Data shown:
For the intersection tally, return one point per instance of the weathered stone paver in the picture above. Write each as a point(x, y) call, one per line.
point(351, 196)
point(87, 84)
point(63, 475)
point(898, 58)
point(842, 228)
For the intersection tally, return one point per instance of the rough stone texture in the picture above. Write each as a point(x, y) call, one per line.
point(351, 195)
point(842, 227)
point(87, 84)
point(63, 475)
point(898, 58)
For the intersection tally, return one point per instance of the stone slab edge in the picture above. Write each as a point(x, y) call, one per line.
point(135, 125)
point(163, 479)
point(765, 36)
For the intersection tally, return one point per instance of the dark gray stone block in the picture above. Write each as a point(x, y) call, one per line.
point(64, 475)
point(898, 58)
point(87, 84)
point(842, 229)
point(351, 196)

Problem details:
Convert the stretch of data from its first line through the line containing "point(842, 228)", both ends included, into a JSON list of strings with one string per line and blank lines omitted.

Task response:
[
  "For the intersection tally, return one point per instance of the weathered stone paver in the picture above. Write each as a point(x, y) call, one per line.",
  "point(351, 196)",
  "point(87, 84)",
  "point(63, 475)",
  "point(898, 58)",
  "point(842, 228)"
]